**Text section:**
+ + + +
To determine the number of trucks needed, in addition to the throughput requirement and the location of the points, we need to specify a ‘‘dispatching policy,’’ which basically determines which truck moves which load and when. There are a number of centralized and decentralized dispatching rules one can adopt. Centralized rules require a central dispatcher (or computer) to keep track of each load in the system waiting to be moved; such loads are also known as move requests. They also require a means of communication between the dispatcher and each device so that the appropriate device can be dispatched to the appropriate load. Decentralized rules tend to be less efficient but simpler and less expensive. With decentralized rules, each device generally follows a set of fixed instructions (or preprogrammed instructions) to decide which load to move next.
Specifying a dispatching rule is important because the dispatching rule often affects how much empty travel (or ‘‘deadheading’’) each device performs in serving the move requests. Depending on the flow patterns and the location of the points served by the devices, each device may have to perform a nontrivial amount of empty travel. The model we present below assumes first-come-first- served (FCFS) dispatching, which is a simple, centralized dispatching rule used in industry. Under FCFS dispatching, when a device becomes available (i.e., it delivers a load and becomes empty), it is assigned to the oldest move request in the system, regardless of the location of the oldest move request relative to the location of the device. If there are no move requests in the system when the device becomes available, then it idles at its last delivery point and waits for the next move request to arrive. When a move request arrives, if there is an idle device, it is assigned to the move request; if there are two or more idle devices, one of them is randomly picked and assigned to the move request. If there are no idle devices when a move request arrives, then it must wait until it becomes the oldest move request in the system and a device becomes available.
+ + + +
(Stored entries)
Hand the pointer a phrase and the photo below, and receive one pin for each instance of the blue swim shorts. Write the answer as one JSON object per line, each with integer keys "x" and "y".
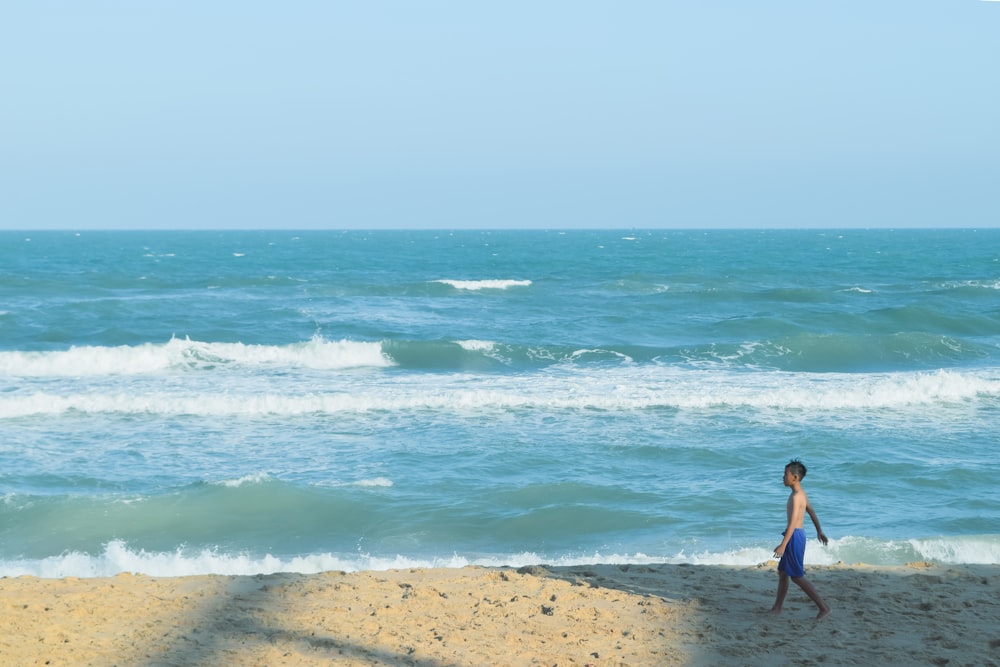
{"x": 792, "y": 561}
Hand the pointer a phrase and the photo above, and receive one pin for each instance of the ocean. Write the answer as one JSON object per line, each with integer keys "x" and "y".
{"x": 243, "y": 402}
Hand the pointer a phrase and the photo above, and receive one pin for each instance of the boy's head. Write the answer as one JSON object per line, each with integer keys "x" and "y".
{"x": 797, "y": 468}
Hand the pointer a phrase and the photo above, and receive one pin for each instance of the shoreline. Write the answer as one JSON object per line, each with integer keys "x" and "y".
{"x": 656, "y": 615}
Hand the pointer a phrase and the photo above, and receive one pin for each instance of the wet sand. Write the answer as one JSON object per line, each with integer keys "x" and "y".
{"x": 659, "y": 615}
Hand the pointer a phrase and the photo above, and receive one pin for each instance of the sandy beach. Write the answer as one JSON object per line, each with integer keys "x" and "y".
{"x": 919, "y": 614}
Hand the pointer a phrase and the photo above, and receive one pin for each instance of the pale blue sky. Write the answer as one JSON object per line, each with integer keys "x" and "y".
{"x": 565, "y": 114}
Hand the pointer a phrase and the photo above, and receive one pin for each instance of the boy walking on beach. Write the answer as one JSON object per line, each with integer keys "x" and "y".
{"x": 793, "y": 547}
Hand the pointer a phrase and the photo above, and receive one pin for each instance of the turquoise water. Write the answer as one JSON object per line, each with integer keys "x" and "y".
{"x": 243, "y": 402}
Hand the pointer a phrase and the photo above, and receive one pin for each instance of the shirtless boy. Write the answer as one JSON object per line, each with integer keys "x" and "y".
{"x": 793, "y": 547}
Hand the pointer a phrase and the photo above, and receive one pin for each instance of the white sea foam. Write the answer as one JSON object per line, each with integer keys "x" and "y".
{"x": 612, "y": 391}
{"x": 476, "y": 345}
{"x": 118, "y": 557}
{"x": 484, "y": 284}
{"x": 180, "y": 353}
{"x": 256, "y": 478}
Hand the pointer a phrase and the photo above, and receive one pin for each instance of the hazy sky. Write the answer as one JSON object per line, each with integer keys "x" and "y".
{"x": 467, "y": 114}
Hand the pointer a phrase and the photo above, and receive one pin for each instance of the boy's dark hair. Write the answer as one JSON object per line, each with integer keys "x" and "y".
{"x": 797, "y": 467}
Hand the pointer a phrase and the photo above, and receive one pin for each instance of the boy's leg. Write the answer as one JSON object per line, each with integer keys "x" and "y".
{"x": 782, "y": 591}
{"x": 802, "y": 583}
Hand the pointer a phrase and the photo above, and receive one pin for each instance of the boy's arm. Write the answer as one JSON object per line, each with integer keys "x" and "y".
{"x": 794, "y": 519}
{"x": 819, "y": 531}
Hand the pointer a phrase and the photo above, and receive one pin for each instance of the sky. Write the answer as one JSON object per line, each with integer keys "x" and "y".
{"x": 411, "y": 114}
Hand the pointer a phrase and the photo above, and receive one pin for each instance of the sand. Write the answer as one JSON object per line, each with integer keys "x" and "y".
{"x": 660, "y": 615}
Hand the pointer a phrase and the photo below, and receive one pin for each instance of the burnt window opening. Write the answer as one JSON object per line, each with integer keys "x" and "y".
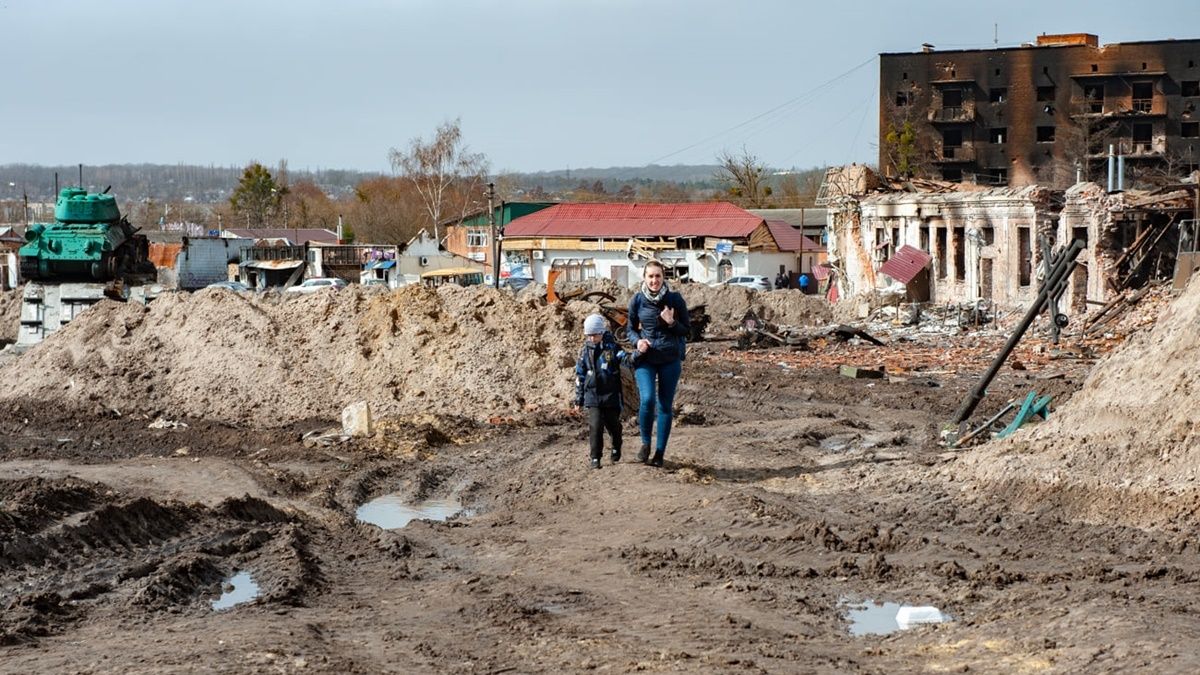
+ + + +
**Your tasks:**
A: Retype everything in the dispatching passage from "To determine the" down to "to move next.".
B: Translate this sentence from the dispatching passage into Spanish: "Decentralized rules tend to be less efficient but simpler and less expensive."
C: Extend the dispatching passage, picking up after its final sentence.

**Solved tasks:**
A:
To determine the number of trucks needed, in addition to the throughput requirement and the location of the points, we need to specify a ‘‘dispatching policy,’’ which basically determines which truck moves which load and when. There are a number of centralized and decentralized dispatching rules one can adopt. Centralized rules require a central dispatcher (or computer) to keep track of each load in the system waiting to be moved; such loads are also known as move requests. They also require a means of communication between the dispatcher and each device so that the appropriate device can be dispatched to the appropriate load. Decentralized rules tend to be less efficient but simpler and less expensive. With decentralized rules, each device generally follows a set of fixed instructions (or preprogrammed instructions) to decide which load to move next.

B: Las reglas descentralizadas tienden a ser menos eficientes, pero más simples y menos costosas.

C:
If the device becomes available at point i (or station i) and the oldest move request is located at point j (or station j), the device travels empty from station i to station j. Hence, when a device is assigned to a move request (i.e., when a device is serving a move request), the service time includes the empty travel time needed for the device to reach the move request. Obviously, there are several possible improvements to the FCFS dispatching rule. For example, when a device becomes available at station i, instead of the oldest move request, it could be assigned to the move request closest to station i. Such a rule, known as the shortest-travel-time-first (STTF) rule, is also used in industry, and it tends to reduce empty device travel relative to FCFS dispatching. However, STTF dispatching does not lend itself well to analytical modeling and therefore its use often requires simulation. In contrast, FCFS dispatching can be modeled analytically, and the results obtained with it would at least serve as a benchmark.
Assuming FCFS dispatching, suppose the flow data are given as a from-to chart, where ƒij rep- resents the number of loads that must be moved per hour from station i to station j. (Recall that one load is moved on each trip.) Let t e (t ƒ) be the empty (loaded) device travel time in minutes from station i to station j. Assuming that it takes P mins to pick-up and D mins to deposit the load, for simplicity we will assume that t ƒ = t e + (P + D). (The model we show below works with any user-defined t e and t ƒ values.)
With FCFS dispatching, using the results presented by Chow (1986), the number of empty trips performed per hour from station i to j, say, eij, can be shown to be given by the following equation:
where F is the total loaded trips performed per hour, that is, F = 2-i 2-j ƒij. Note that the empty trips performed per hour from station i to j is proportional to the number loaded trips / hr ending at station i and the number of loaded trips / hr originating at station j. Each time the device completes a loaded trip, it becomes empty by definition. Hence, if more loaded trips end at station i, the device becomes empty more often at station i. Likewise, if more loaded trips originate at station j, more empty devices must be dispatched to station j. Equation (9) is also presented by (Egbelu 1987); however, no dis- patching rule is specified. We note that the two terms shown in Eq. (9) can be multiplied to obtain eij only when the next load to be served by an empty device is independent of the current location of the device, which holds true under FCFS dispatching.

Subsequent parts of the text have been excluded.